WORK REQUEST
Output the entire listing below exactly as it stands.
----
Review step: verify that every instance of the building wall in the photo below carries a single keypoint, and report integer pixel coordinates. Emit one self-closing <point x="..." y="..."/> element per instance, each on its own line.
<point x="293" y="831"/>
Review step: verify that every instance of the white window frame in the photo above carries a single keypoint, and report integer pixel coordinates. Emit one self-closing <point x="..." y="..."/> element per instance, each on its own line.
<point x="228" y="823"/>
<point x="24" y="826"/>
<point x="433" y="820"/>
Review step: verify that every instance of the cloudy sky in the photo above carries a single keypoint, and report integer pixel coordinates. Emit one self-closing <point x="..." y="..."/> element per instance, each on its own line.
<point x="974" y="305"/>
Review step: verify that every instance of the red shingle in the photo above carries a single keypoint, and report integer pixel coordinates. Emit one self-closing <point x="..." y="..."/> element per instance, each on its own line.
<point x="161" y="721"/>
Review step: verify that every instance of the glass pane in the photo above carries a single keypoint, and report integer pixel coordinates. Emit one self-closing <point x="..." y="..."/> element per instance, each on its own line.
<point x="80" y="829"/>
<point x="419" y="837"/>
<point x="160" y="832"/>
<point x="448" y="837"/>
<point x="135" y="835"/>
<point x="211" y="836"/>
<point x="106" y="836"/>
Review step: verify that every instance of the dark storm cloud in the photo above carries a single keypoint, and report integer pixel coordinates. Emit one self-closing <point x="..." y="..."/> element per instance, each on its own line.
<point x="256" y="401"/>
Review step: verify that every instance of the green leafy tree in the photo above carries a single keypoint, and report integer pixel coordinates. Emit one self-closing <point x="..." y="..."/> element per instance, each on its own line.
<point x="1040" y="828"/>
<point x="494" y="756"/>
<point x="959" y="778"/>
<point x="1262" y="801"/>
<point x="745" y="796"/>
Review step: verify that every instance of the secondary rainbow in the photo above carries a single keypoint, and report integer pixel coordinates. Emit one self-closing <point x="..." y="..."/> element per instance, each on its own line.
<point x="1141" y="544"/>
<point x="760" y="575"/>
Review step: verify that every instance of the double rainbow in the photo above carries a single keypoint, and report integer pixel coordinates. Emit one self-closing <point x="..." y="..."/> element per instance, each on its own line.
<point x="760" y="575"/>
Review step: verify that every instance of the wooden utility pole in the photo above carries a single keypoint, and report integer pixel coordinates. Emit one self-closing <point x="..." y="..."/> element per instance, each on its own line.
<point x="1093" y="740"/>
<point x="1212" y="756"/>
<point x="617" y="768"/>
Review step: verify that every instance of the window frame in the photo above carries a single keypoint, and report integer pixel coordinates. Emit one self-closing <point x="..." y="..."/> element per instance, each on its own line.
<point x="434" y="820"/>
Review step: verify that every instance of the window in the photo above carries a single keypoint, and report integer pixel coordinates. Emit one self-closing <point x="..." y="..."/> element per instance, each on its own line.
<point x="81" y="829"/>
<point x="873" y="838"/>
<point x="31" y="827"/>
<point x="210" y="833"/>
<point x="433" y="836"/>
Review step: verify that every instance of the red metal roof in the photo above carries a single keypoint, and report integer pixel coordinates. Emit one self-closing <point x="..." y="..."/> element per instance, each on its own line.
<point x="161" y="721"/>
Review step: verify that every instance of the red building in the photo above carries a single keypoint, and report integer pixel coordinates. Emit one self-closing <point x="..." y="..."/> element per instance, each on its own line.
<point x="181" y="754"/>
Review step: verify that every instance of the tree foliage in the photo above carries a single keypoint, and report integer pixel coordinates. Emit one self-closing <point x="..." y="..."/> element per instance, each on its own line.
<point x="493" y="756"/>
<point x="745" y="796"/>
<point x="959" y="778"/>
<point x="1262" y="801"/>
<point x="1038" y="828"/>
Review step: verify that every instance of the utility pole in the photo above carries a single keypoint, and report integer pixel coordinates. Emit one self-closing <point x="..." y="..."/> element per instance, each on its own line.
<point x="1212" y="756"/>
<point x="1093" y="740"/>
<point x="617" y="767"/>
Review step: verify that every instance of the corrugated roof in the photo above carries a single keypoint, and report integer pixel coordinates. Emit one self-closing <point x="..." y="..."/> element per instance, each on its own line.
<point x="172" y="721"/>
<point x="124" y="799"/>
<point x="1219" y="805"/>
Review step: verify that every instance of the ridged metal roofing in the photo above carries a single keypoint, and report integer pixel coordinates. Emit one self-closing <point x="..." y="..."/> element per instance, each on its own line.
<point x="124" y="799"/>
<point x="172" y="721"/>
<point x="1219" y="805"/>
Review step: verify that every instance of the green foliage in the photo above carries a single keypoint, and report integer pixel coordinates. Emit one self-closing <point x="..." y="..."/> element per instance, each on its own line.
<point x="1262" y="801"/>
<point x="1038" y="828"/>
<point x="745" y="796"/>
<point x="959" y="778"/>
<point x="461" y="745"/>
----
RESULT FOR THIS EXERCISE
Review step: verify that every instance of the building wall in the photo below carries a single keypoint, and report integer pixel coordinates. Emit one self-closing <point x="..." y="..."/> element per instance, each on its own line.
<point x="293" y="831"/>
Review step: verify that every instance of the white window frame in the photo above carries a single keypoint, and report integer pixel coordinates. Emit one self-closing <point x="..." y="..."/> element per instance, each on its own line.
<point x="228" y="823"/>
<point x="24" y="826"/>
<point x="433" y="820"/>
Review step: verify that every instance of the cloudy sky in the photo above carries a single keypoint, and report integer pixel coordinates. Emit one self-closing <point x="..." y="..."/> element per instance, each on its own line.
<point x="974" y="305"/>
Review step: verify that every instance of the red shingle in the photo above carries a single keypoint, and report integer pixel coordinates. Emit one self-closing <point x="..." y="..."/> element per instance, each on its own line.
<point x="161" y="721"/>
Review step: verify that every instance of the glass pane in the photo above carries a single keypoint, and report integer pixel coordinates. Emit one self-closing <point x="..." y="..."/> element per instance, each on its own line.
<point x="80" y="829"/>
<point x="419" y="837"/>
<point x="160" y="832"/>
<point x="448" y="837"/>
<point x="135" y="835"/>
<point x="211" y="836"/>
<point x="106" y="836"/>
Review step: verify that every instance of the dark storm cloud in the photo above carries a single keypoint, and report integer pixel coordinates. Emit one self-closing <point x="..." y="..."/> element per instance, each on its own line.
<point x="256" y="401"/>
Review step: verify that every instance of the green leafy tree in the photo above carries a single keypoint, and report integer pixel coordinates. Emit one self-closing <point x="..." y="..."/> element per instance, each on its own line.
<point x="1040" y="828"/>
<point x="494" y="756"/>
<point x="959" y="778"/>
<point x="1262" y="801"/>
<point x="745" y="796"/>
Review step: verify that every instance of the secondary rainbow in the photo above carries a single keypoint, and report integer pixel coordinates. Emit one self-closing <point x="..." y="..."/> element per instance, each on its own line.
<point x="1141" y="544"/>
<point x="760" y="575"/>
Review step: verify that every instance of the double rainbow in the photo above carries a single keypoint, and report integer pixel coordinates. Emit one self-closing <point x="..." y="..."/> element per instance, each on its own line.
<point x="760" y="575"/>
Review step: verify that every instance of the wooden utility pole in the photo above carries a single keypoint, and report integer pixel coordinates. Emit one self-closing <point x="..." y="..."/> element per instance, each on its own line.
<point x="1093" y="740"/>
<point x="1212" y="756"/>
<point x="617" y="768"/>
Review step: verify that every instance of the window frame in the photo above carries a single keypoint, and report integer pixel coordinates. Emit one self-closing <point x="..." y="..."/> element per instance, each on its own line.
<point x="434" y="820"/>
Review step: verify that every instance of the window in the photo above carries a single keypoint, and report integer pixel coordinates. Emit one self-closing <point x="..." y="..."/> element per instance, each on its own line.
<point x="81" y="829"/>
<point x="873" y="838"/>
<point x="31" y="827"/>
<point x="210" y="833"/>
<point x="433" y="836"/>
Review step: verify that every instance of the red metal roof in the photo above carries a single keypoint, and report integer pixel coordinates. Emit one self-closing <point x="..." y="..."/> element per instance, each on its own line.
<point x="161" y="721"/>
Review step: verify that every instance of the red building in the photo above carries a single keypoint, and report integer pixel coordinates. Emit one self-closing <point x="..." y="..."/> element per instance, each on its own line.
<point x="181" y="754"/>
Review step: verify that every instance of the tree foliage in the photo above carries a single keypoint, and report integer pixel coordinates. Emit one self-closing <point x="..." y="..."/> element per instance, each on its own line.
<point x="493" y="756"/>
<point x="745" y="796"/>
<point x="959" y="778"/>
<point x="1262" y="801"/>
<point x="1038" y="828"/>
Review step: verify that every instance of the utility pole in the photo above carries a single keypoint, and report integer pixel coordinates. Emit one self-closing <point x="..." y="..."/> element per instance, each on its own line.
<point x="1212" y="756"/>
<point x="1093" y="740"/>
<point x="617" y="767"/>
Review step: verify that every instance of the corrugated roof in the photo above carries a single keypoint, and report integer pixel coordinates. Emit one self-closing <point x="..." y="..."/> element per instance, each on its own line.
<point x="172" y="721"/>
<point x="124" y="799"/>
<point x="1219" y="805"/>
Review step: verify that every instance of the ridged metal roofing in the photo above carries a single keypoint, and report integer pixel coordinates. Emit one self-closing <point x="..." y="..."/> element per instance, each on its own line.
<point x="124" y="799"/>
<point x="172" y="721"/>
<point x="1219" y="805"/>
Review step: verify that every instance of the green foliage in the photo above carries a single keypoint, and report integer pixel coordinates. Emit one self-closing <point x="..." y="..."/> element per instance, each on its own line.
<point x="1262" y="801"/>
<point x="1038" y="828"/>
<point x="745" y="796"/>
<point x="959" y="778"/>
<point x="461" y="745"/>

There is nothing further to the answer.